* start *
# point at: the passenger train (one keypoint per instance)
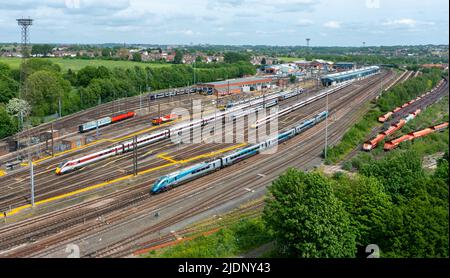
(69, 166)
(176, 178)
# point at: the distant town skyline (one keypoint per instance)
(230, 22)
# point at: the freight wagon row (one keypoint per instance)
(414, 135)
(386, 116)
(371, 144)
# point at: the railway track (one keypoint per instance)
(187, 189)
(422, 104)
(15, 187)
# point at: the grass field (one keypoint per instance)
(290, 59)
(77, 64)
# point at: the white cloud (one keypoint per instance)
(332, 24)
(304, 22)
(406, 22)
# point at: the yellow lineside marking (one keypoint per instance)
(99, 141)
(92, 187)
(163, 156)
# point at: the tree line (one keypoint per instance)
(45, 85)
(391, 202)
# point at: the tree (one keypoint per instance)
(106, 52)
(292, 78)
(307, 219)
(7, 125)
(42, 91)
(15, 106)
(35, 64)
(178, 57)
(86, 74)
(398, 172)
(416, 229)
(8, 88)
(137, 57)
(367, 203)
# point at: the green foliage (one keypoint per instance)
(33, 65)
(227, 242)
(41, 49)
(178, 59)
(8, 88)
(43, 89)
(367, 202)
(137, 57)
(398, 172)
(7, 125)
(416, 229)
(307, 219)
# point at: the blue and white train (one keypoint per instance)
(190, 173)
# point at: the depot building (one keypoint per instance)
(235, 86)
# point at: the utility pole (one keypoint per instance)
(96, 128)
(59, 105)
(326, 129)
(31, 179)
(135, 168)
(140, 97)
(52, 142)
(24, 24)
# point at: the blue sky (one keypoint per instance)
(270, 22)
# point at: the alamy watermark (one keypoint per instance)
(232, 127)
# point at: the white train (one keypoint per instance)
(71, 165)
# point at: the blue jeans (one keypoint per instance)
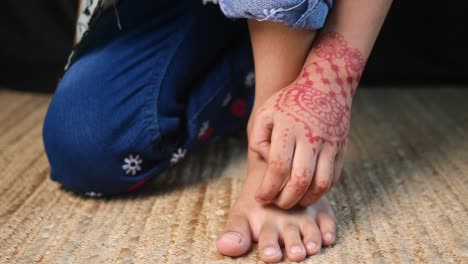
(139, 98)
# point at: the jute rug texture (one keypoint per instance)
(402, 198)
* end *
[TASK DETAILS] Rewrite all of the entries above, switching "train" to "locomotive" wherever it appears and changing nothing else. Leave the pictures out of your answer.

[FINISHED EXERCISE]
# point at: the passenger locomotive (one keypoint per instance)
(69, 166)
(176, 178)
# point at: the distant town skyline (one keypoint per instance)
(230, 22)
# point at: the freight wagon row (one keypoint per instance)
(414, 135)
(386, 116)
(371, 144)
# point at: the railway track (one keypoint per instance)
(187, 189)
(422, 104)
(15, 187)
# point at: the grass field (one keypoint per instance)
(290, 59)
(77, 64)
# point at: the white cloud (one keypoint per instance)
(332, 24)
(304, 22)
(406, 22)
# point at: the yellow lineside marking (one keypoint per instance)
(99, 141)
(92, 187)
(163, 156)
# point at: the tree line (one keypoint per instance)
(45, 85)
(391, 202)
# point at: the tree (one keypoint per instance)
(106, 52)
(292, 78)
(307, 219)
(7, 125)
(42, 91)
(15, 106)
(35, 64)
(178, 57)
(86, 74)
(398, 172)
(416, 229)
(8, 88)
(137, 57)
(367, 203)
# point at: the green foliage (one keypoint per instance)
(33, 65)
(227, 242)
(41, 49)
(178, 59)
(8, 88)
(43, 89)
(367, 202)
(137, 57)
(398, 172)
(7, 125)
(416, 229)
(307, 219)
# point at: the blue and white locomotive (one keypoint per instance)
(190, 173)
# point at: the depot building (one keypoint per instance)
(235, 86)
# point at: the utility pole (one keypoint per instance)
(96, 128)
(59, 105)
(326, 129)
(31, 179)
(135, 168)
(140, 97)
(52, 142)
(24, 24)
# point at: the blue sky (one keypoint per instance)
(270, 22)
# point at: the alamy watermark (one keypoint per instance)
(232, 127)
# point at: the white locomotive (one keypoint per instance)
(71, 165)
# point at: the blue jeans (one keypoint per instance)
(139, 98)
# point at: the jute rug texture (one keypoint per instance)
(402, 198)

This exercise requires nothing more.